◆ TASK TO COMPLETE
Show each line in the items below that contains the word "plant".

◆ RECORD LIST
┄┄┄┄┄┄┄┄┄┄
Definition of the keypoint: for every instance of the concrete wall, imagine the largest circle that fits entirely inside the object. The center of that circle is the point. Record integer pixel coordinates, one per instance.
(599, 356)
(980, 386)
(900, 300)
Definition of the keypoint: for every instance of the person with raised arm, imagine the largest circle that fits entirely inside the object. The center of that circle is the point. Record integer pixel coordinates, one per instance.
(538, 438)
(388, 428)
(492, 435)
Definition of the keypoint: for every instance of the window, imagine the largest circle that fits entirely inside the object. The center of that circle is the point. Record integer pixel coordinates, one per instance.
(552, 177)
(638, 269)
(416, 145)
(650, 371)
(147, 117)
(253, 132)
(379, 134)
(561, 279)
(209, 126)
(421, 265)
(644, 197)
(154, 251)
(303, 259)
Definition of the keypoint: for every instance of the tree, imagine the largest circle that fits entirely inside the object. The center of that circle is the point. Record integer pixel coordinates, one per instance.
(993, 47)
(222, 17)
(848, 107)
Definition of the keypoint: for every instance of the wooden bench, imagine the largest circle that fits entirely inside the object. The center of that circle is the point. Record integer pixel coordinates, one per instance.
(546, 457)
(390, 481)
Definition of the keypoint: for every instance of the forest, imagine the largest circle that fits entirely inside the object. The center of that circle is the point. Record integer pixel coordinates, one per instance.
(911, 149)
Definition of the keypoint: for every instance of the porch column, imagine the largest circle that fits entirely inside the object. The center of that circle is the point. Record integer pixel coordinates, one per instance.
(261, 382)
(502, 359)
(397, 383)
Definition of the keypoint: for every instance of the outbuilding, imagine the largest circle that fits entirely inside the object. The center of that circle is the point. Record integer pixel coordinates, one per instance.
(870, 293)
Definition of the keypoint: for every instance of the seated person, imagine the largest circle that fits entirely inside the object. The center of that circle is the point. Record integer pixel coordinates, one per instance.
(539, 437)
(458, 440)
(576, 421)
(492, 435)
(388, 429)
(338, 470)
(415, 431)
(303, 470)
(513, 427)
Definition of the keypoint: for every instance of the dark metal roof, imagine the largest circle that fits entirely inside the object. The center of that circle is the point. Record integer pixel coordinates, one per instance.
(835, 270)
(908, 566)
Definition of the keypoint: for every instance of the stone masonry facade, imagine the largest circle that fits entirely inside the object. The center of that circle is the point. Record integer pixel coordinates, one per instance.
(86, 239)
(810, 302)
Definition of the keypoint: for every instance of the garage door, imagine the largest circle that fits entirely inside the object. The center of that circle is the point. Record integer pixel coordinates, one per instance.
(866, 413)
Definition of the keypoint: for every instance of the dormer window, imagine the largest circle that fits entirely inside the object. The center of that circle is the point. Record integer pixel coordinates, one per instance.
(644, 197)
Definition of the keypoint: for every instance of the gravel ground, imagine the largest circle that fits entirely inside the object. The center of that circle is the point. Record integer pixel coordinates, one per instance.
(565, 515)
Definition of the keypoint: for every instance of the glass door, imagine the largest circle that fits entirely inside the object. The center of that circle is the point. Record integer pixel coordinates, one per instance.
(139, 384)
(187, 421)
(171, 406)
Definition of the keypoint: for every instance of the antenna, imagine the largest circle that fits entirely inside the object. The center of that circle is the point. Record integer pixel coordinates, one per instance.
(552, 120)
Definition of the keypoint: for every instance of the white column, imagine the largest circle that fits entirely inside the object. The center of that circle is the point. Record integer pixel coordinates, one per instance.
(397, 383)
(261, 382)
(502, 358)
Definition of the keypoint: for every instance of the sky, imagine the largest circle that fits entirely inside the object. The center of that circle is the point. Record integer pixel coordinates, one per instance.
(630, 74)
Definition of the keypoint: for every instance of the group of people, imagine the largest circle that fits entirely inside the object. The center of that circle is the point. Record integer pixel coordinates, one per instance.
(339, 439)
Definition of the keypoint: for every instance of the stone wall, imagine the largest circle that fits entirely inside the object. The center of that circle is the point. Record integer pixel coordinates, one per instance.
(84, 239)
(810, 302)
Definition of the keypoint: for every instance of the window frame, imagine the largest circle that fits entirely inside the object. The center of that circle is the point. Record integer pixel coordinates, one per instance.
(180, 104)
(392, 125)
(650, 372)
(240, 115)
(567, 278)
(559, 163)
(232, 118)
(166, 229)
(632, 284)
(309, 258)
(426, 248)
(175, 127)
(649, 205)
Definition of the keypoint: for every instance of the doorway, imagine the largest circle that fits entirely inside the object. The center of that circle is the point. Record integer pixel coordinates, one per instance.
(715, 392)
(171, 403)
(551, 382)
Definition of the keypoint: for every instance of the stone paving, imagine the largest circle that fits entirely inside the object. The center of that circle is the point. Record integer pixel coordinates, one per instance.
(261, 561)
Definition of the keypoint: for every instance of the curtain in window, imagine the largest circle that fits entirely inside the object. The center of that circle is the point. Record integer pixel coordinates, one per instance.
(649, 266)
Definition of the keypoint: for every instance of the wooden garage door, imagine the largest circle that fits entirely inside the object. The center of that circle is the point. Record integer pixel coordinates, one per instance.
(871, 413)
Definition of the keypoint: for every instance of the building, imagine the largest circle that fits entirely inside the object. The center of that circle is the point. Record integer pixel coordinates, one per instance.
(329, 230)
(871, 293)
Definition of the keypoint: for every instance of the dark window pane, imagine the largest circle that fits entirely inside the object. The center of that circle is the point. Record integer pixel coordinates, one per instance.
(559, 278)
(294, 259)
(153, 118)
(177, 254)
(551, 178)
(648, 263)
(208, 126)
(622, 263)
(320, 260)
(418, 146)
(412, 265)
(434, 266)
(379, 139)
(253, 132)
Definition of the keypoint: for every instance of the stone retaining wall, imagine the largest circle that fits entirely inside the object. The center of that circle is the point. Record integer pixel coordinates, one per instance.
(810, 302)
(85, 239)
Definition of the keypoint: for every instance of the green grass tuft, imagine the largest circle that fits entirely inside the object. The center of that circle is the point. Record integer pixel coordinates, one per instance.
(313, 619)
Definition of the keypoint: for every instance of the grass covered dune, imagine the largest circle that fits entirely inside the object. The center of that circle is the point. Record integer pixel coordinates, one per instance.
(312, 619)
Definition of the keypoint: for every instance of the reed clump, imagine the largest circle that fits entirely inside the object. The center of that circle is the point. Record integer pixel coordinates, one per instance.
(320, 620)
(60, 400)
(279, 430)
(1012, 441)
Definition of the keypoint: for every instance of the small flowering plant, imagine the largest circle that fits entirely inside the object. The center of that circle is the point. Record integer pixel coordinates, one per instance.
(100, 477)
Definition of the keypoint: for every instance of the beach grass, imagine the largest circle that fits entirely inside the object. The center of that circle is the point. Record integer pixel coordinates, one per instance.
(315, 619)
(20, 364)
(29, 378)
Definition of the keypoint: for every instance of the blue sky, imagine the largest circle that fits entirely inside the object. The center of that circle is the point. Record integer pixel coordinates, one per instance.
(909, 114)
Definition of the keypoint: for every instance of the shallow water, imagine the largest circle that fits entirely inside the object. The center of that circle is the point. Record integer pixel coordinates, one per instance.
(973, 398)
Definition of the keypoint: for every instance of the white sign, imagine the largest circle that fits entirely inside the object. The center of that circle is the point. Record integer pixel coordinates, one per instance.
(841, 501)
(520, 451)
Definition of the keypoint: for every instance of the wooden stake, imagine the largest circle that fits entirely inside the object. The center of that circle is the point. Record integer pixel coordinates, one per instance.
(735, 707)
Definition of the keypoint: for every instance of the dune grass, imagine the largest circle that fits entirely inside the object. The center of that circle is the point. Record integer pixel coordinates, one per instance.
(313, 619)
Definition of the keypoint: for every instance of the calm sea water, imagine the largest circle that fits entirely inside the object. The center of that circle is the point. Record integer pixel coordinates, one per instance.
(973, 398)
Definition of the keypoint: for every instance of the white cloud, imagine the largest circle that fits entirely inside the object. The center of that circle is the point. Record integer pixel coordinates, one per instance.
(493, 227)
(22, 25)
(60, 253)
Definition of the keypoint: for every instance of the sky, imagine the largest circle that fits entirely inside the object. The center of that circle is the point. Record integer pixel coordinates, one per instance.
┄┄┄┄┄┄┄┄┄┄
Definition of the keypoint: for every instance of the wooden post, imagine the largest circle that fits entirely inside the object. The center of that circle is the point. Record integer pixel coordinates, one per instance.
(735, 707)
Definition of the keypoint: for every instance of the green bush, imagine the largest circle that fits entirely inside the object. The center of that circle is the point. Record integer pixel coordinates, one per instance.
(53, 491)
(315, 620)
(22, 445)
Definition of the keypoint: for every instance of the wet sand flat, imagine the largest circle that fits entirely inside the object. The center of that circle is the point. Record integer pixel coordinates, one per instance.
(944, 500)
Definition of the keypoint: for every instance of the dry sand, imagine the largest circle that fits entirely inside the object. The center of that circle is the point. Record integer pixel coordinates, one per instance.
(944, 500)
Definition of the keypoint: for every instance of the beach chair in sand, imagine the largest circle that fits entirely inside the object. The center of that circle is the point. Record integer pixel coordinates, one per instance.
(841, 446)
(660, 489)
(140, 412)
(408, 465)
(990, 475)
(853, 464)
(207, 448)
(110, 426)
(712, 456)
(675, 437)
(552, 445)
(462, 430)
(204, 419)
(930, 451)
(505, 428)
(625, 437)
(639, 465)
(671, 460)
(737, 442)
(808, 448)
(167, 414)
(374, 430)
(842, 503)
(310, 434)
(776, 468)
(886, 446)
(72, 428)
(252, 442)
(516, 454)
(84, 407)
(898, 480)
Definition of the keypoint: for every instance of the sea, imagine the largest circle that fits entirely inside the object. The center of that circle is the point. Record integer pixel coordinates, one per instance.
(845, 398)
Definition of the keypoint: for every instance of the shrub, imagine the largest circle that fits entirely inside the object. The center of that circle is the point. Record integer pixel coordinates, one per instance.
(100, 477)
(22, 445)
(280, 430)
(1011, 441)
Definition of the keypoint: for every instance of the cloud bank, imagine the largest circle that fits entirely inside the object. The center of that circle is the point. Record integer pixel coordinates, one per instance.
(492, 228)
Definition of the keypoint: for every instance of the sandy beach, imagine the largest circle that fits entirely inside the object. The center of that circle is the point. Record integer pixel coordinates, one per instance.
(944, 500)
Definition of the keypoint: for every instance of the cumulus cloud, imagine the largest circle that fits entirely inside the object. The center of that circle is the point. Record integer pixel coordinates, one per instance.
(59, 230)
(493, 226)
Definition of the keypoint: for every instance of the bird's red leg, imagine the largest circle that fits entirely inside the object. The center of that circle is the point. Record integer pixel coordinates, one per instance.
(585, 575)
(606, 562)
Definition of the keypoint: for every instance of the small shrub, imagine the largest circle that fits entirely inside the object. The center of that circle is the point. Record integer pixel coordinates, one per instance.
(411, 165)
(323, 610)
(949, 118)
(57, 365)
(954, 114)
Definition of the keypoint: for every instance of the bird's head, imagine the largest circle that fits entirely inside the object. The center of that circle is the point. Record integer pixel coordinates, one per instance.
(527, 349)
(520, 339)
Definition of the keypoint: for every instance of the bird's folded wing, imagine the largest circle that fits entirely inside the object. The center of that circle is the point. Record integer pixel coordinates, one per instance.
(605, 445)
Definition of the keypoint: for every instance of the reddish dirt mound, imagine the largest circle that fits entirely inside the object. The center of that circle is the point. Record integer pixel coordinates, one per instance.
┄┄┄┄┄┄┄┄┄┄
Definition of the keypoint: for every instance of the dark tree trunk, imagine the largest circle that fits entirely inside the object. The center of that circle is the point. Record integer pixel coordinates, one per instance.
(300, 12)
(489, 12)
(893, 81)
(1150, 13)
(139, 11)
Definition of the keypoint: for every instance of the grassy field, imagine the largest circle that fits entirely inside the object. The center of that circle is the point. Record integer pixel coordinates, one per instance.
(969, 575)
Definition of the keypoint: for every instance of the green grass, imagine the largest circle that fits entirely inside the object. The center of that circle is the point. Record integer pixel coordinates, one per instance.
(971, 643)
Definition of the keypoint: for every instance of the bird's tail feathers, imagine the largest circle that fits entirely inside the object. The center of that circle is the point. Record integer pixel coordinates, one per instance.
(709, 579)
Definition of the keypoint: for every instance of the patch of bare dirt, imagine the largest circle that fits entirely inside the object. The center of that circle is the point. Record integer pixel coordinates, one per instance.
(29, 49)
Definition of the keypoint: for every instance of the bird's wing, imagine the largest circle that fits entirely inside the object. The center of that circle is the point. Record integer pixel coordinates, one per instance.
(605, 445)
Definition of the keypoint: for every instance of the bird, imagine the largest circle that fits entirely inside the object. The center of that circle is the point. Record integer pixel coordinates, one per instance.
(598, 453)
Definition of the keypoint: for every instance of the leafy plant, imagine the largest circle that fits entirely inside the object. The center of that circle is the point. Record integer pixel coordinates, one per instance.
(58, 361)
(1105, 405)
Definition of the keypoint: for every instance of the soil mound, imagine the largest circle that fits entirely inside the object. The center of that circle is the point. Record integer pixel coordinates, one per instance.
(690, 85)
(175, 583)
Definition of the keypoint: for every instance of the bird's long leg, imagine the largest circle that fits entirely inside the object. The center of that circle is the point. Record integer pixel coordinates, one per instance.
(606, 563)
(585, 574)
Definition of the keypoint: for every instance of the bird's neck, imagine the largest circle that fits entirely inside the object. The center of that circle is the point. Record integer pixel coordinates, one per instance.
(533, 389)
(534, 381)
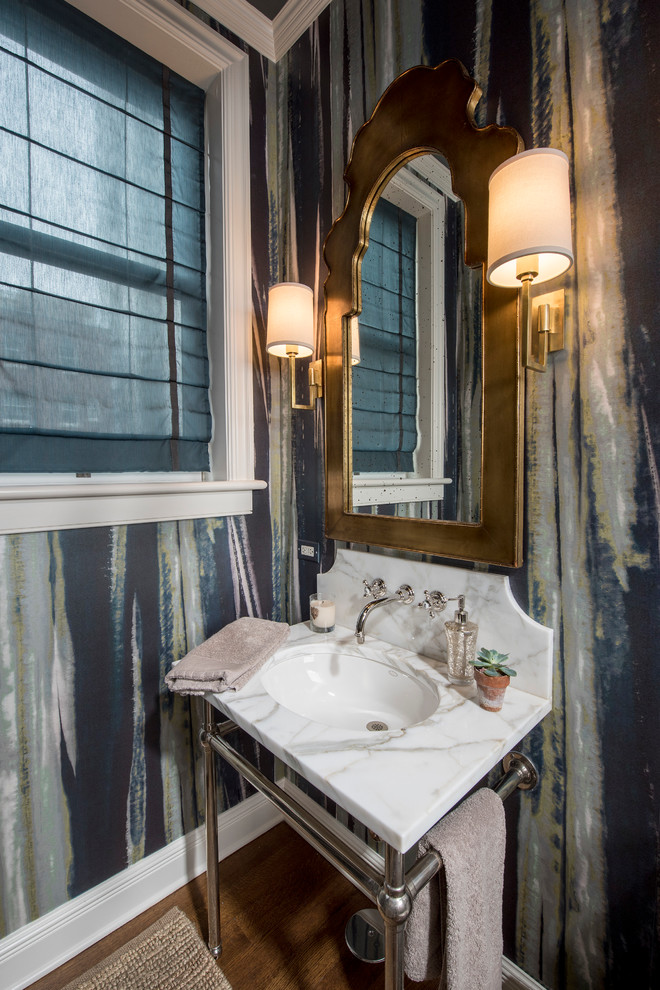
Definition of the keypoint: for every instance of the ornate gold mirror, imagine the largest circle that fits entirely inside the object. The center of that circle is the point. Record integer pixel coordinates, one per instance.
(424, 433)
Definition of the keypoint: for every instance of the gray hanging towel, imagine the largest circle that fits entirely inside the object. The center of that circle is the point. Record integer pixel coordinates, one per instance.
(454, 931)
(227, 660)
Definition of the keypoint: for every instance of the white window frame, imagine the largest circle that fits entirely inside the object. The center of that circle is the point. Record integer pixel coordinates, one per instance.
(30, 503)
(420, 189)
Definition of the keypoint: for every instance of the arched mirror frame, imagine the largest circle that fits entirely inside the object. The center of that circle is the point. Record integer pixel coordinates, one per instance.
┄┄┄┄┄┄┄┄┄┄
◆ TASK RESULT
Definition of the keypoint: for every instance of the small flowering plant, imagine the largest circle that fits entirely inside the object. The center of that circle is the point. Record integer pixel coordinates, one per instance.
Definition of the keypoint: for every instance of the leafy plant, imagine the largest circle that fits entirely inside the object. The center of that circle is the point. Record integer pixel coordinates, one per instance.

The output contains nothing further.